-- What is required --
Since only part of the records is wanted, repeat exactly the lines from the one containing "Query: woman in teal dress" through the last line, both included.

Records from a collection

==========

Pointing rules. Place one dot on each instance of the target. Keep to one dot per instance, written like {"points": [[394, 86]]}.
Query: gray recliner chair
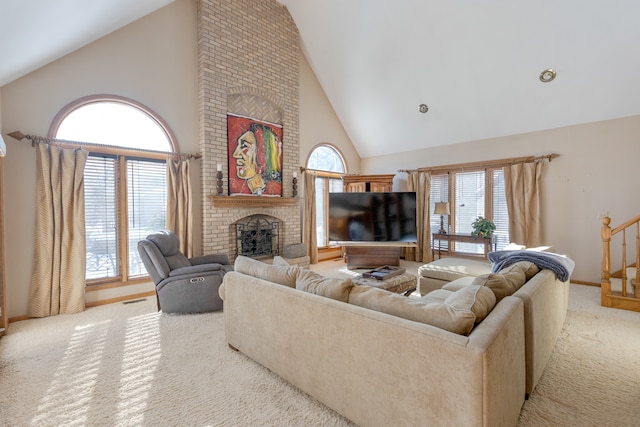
{"points": [[183, 285]]}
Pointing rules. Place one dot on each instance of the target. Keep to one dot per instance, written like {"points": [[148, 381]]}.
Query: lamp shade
{"points": [[442, 208]]}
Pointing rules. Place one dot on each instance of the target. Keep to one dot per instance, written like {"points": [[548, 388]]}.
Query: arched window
{"points": [[124, 178], [330, 166]]}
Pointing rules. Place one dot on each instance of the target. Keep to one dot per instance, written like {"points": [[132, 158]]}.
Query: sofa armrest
{"points": [[195, 269]]}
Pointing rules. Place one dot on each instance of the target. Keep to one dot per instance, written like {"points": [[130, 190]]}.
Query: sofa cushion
{"points": [[312, 282], [272, 273], [278, 260], [502, 285], [528, 268], [458, 313], [449, 269], [458, 284], [436, 296]]}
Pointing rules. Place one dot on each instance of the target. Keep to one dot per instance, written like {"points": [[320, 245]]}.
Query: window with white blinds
{"points": [[124, 178], [469, 204], [325, 158], [499, 212], [101, 217], [439, 193], [146, 206], [473, 193]]}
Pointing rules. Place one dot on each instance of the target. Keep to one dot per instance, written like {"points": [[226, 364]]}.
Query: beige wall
{"points": [[594, 175], [319, 123], [154, 61]]}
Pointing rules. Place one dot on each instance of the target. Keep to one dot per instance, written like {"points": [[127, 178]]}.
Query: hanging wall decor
{"points": [[255, 157]]}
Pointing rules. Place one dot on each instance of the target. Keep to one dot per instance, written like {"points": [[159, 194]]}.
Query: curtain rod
{"points": [[501, 162], [35, 139]]}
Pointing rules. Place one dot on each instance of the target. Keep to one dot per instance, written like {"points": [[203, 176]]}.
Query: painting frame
{"points": [[254, 156]]}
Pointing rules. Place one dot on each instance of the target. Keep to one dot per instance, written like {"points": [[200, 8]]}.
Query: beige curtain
{"points": [[309, 230], [58, 276], [420, 182], [179, 205], [522, 189]]}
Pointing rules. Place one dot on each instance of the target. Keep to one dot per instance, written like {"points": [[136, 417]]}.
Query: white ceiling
{"points": [[36, 32], [474, 63]]}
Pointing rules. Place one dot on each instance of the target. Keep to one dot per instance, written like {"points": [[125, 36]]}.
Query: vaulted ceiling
{"points": [[475, 64]]}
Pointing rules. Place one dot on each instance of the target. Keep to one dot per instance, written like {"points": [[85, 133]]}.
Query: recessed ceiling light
{"points": [[547, 75]]}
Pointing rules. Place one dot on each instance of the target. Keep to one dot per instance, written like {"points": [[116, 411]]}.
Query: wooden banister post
{"points": [[605, 283]]}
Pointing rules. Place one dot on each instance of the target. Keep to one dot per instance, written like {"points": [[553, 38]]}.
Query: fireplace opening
{"points": [[257, 237]]}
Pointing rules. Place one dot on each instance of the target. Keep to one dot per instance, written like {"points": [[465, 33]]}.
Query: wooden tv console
{"points": [[373, 255]]}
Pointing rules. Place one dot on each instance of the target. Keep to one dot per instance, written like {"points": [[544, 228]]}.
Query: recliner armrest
{"points": [[195, 269], [210, 259]]}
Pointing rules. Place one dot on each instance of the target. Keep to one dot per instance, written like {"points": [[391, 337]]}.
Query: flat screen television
{"points": [[372, 217]]}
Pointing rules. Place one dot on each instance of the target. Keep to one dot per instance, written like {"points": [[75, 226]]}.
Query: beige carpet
{"points": [[125, 364]]}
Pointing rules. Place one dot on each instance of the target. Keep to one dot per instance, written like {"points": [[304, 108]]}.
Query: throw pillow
{"points": [[458, 284], [279, 261], [272, 273], [459, 312], [528, 268], [477, 299], [312, 282], [502, 285]]}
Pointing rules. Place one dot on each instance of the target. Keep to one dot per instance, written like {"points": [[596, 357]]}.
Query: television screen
{"points": [[372, 217]]}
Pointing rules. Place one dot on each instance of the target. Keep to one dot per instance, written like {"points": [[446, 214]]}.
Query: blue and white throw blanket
{"points": [[561, 265]]}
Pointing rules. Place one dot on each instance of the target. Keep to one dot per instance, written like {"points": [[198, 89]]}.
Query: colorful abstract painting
{"points": [[255, 157]]}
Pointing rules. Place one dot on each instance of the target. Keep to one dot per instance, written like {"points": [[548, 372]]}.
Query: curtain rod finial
{"points": [[17, 135]]}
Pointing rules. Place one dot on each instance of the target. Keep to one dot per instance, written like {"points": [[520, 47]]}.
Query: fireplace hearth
{"points": [[257, 237]]}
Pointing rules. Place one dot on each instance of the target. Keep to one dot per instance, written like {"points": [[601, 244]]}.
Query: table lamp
{"points": [[442, 209]]}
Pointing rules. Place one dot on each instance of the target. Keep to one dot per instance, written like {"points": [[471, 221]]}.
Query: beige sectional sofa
{"points": [[340, 344]]}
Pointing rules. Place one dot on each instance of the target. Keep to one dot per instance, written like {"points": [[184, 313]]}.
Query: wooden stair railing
{"points": [[623, 299]]}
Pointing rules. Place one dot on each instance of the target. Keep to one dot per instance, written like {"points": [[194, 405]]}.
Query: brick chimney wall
{"points": [[247, 64]]}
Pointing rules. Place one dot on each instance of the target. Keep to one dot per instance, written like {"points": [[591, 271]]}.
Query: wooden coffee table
{"points": [[404, 283]]}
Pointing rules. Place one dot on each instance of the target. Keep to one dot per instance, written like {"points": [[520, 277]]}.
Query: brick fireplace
{"points": [[248, 66]]}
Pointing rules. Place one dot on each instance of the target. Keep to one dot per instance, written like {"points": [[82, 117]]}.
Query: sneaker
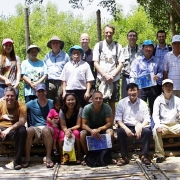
{"points": [[55, 152]]}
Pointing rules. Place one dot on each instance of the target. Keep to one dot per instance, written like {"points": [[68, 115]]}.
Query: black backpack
{"points": [[98, 158]]}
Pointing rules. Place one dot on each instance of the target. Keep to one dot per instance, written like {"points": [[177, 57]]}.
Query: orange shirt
{"points": [[18, 111]]}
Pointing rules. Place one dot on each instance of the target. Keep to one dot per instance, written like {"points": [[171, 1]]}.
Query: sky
{"points": [[7, 7]]}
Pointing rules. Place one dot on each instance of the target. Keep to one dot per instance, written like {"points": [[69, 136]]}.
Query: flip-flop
{"points": [[49, 164], [26, 164]]}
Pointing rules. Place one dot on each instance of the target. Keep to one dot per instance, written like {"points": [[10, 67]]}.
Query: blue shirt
{"points": [[141, 66], [55, 64], [34, 71], [38, 113]]}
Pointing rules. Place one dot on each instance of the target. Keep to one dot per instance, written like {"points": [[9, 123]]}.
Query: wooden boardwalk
{"points": [[169, 169]]}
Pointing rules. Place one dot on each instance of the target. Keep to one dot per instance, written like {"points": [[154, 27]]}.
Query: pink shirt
{"points": [[52, 114]]}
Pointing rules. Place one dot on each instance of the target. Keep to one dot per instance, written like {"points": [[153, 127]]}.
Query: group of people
{"points": [[76, 94]]}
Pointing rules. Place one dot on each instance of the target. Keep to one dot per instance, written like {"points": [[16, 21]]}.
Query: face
{"points": [[84, 40], [76, 55], [10, 97], [108, 33], [55, 45], [33, 53], [176, 47], [167, 88], [148, 51], [161, 37], [97, 99], [70, 101], [8, 47], [133, 94], [132, 38], [41, 93], [57, 106]]}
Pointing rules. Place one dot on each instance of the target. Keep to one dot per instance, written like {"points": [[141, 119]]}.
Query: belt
{"points": [[53, 81]]}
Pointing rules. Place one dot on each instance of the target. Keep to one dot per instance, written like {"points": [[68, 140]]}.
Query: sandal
{"points": [[17, 166], [26, 164], [49, 164], [123, 161], [145, 160]]}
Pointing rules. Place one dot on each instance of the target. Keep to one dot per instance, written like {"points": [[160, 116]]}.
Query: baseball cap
{"points": [[33, 46], [76, 47], [148, 43], [7, 40], [176, 38], [55, 38], [167, 81], [68, 143], [40, 86]]}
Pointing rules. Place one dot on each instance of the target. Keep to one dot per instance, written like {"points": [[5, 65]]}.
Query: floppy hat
{"points": [[7, 40], [40, 86], [55, 38], [33, 46], [148, 43], [68, 143], [167, 81], [176, 38], [76, 47]]}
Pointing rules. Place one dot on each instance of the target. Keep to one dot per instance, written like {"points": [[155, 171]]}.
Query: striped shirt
{"points": [[172, 66]]}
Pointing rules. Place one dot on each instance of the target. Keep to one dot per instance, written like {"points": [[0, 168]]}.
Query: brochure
{"points": [[145, 81]]}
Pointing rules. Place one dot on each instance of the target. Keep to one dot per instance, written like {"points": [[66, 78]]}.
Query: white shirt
{"points": [[165, 112], [76, 75], [172, 65], [107, 58], [132, 113]]}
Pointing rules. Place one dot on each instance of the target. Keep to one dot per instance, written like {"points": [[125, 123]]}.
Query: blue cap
{"points": [[40, 86], [76, 47], [148, 43]]}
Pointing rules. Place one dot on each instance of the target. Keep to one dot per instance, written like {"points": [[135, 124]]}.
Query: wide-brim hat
{"points": [[55, 38], [76, 47], [33, 46], [7, 40]]}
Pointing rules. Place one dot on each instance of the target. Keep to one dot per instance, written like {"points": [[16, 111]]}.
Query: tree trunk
{"points": [[176, 6], [172, 24]]}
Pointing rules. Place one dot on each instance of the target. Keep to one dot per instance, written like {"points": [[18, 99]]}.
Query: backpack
{"points": [[101, 47], [98, 158], [169, 48]]}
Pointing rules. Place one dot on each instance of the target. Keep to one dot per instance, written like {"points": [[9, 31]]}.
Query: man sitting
{"points": [[133, 118], [12, 120], [39, 109], [165, 111], [96, 119]]}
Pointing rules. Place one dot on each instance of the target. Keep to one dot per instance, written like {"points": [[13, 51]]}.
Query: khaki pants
{"points": [[167, 129]]}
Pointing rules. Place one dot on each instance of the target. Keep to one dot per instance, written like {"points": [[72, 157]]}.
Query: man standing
{"points": [[172, 65], [130, 52], [12, 123], [88, 56], [133, 118], [39, 109], [144, 65], [55, 61], [108, 61], [166, 109], [77, 76], [160, 51], [96, 119]]}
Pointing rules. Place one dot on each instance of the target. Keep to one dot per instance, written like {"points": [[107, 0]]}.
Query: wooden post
{"points": [[98, 13], [26, 26]]}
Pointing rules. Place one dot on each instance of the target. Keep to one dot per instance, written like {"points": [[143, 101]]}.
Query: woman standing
{"points": [[34, 72], [9, 67], [70, 120]]}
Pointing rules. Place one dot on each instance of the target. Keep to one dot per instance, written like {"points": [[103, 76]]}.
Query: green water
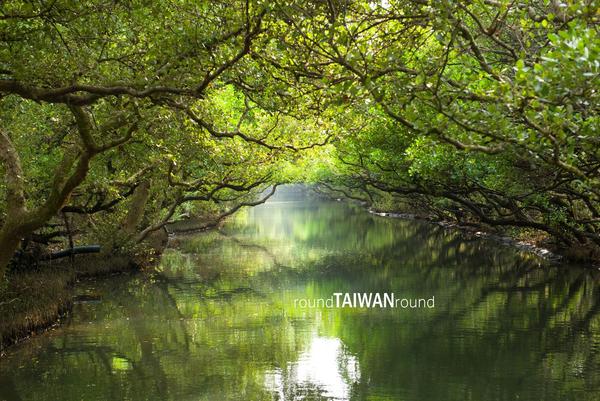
{"points": [[218, 321]]}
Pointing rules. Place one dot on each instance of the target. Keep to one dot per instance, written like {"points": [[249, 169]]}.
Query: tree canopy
{"points": [[125, 116]]}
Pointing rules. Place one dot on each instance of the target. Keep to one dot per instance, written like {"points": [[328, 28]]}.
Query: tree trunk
{"points": [[137, 207], [9, 243]]}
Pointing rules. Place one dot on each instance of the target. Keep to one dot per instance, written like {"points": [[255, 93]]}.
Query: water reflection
{"points": [[325, 370], [217, 322]]}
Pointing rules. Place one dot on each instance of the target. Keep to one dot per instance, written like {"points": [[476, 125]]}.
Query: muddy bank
{"points": [[36, 300], [546, 250]]}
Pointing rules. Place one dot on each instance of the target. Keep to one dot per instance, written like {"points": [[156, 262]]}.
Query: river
{"points": [[221, 320]]}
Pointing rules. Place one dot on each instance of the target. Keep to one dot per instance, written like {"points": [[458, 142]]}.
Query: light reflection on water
{"points": [[217, 321], [325, 367]]}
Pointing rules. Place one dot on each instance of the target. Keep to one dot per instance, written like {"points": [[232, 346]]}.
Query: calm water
{"points": [[218, 321]]}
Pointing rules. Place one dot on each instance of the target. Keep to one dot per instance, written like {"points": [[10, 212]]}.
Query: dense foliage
{"points": [[121, 117]]}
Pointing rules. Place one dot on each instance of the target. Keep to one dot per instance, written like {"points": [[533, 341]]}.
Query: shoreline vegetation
{"points": [[36, 301]]}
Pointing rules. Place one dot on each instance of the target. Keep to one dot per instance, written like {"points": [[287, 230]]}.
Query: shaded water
{"points": [[218, 321]]}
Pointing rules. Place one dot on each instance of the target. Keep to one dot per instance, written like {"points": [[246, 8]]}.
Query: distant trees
{"points": [[102, 101], [128, 115], [481, 111]]}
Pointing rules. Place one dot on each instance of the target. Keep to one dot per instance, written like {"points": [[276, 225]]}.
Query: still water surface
{"points": [[218, 322]]}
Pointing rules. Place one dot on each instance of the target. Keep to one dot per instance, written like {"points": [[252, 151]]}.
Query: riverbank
{"points": [[540, 246], [34, 301]]}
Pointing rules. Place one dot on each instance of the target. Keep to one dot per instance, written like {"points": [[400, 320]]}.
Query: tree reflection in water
{"points": [[217, 321]]}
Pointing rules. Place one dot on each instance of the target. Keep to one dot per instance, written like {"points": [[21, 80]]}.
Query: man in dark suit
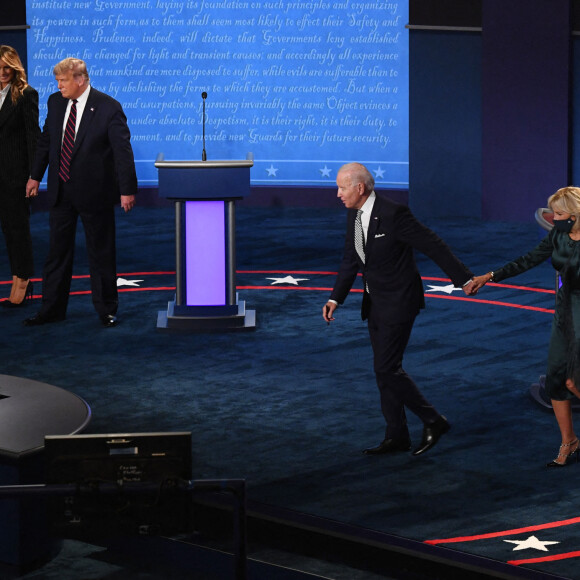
{"points": [[85, 144], [392, 298]]}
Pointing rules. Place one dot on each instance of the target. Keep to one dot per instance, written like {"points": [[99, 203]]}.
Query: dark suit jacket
{"points": [[102, 164], [19, 133], [394, 282]]}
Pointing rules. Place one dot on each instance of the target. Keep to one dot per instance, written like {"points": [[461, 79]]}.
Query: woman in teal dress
{"points": [[562, 245]]}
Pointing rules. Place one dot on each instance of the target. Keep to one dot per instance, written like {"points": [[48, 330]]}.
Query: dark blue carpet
{"points": [[290, 406]]}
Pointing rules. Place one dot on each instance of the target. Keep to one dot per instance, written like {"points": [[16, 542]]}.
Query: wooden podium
{"points": [[205, 193]]}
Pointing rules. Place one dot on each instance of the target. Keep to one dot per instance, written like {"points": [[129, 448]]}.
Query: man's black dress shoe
{"points": [[39, 319], [389, 446], [432, 434], [108, 320]]}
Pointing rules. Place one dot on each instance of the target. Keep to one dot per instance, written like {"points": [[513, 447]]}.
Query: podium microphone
{"points": [[203, 153]]}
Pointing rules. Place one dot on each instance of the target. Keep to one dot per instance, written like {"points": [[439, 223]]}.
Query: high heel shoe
{"points": [[564, 459], [21, 290]]}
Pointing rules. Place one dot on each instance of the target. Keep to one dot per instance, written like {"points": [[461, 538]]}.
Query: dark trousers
{"points": [[397, 389], [15, 223], [99, 227]]}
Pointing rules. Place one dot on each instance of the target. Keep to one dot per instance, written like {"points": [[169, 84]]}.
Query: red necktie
{"points": [[68, 143]]}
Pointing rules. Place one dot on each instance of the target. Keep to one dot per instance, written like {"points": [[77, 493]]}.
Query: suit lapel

==========

-- Solution to this task --
Query: woman in teal dress
{"points": [[562, 245]]}
Pointing rules. Place one dot on each instance of the target. Keep to one dot per instance, written like {"points": [[48, 330]]}.
Query: dark blue carpet
{"points": [[290, 406]]}
Pointing rules. Place one dot on each instance of the target. Keep to one dot per instance, written like {"points": [[16, 542]]}.
Query: wooden podium
{"points": [[205, 193]]}
Pointing rules. Place one dot on each instance of the target. Keep to one dot per instance, written like {"points": [[129, 448]]}.
Query: man's black dress shoe
{"points": [[39, 319], [389, 446], [432, 434], [108, 320]]}
Pointing rules. Place one dot on each instance of the target. Keep to one dot per instance, written like {"points": [[513, 447]]}.
Query: podium microphone
{"points": [[203, 153]]}
Pointing rules. Place one dot on each instance of the target. Keep to one dot per instance, written like {"points": [[439, 223]]}.
Query: high heel shoe
{"points": [[564, 459], [21, 290]]}
Pointing rules. Place one dot on each instance of the target. Keep to one dot per instance, written like {"points": [[461, 538]]}.
Query: dark trousers
{"points": [[397, 389], [15, 223], [99, 227]]}
Pointing rules. Place one dot on each instance of the target. Keep to one dot per instance, written like {"points": [[169, 84]]}.
Query: red necktie
{"points": [[68, 143]]}
Pointing rules. Place one dot on each instance of the target. Keep to one dot per instance, written like {"points": [[77, 493]]}.
Query: suit lapel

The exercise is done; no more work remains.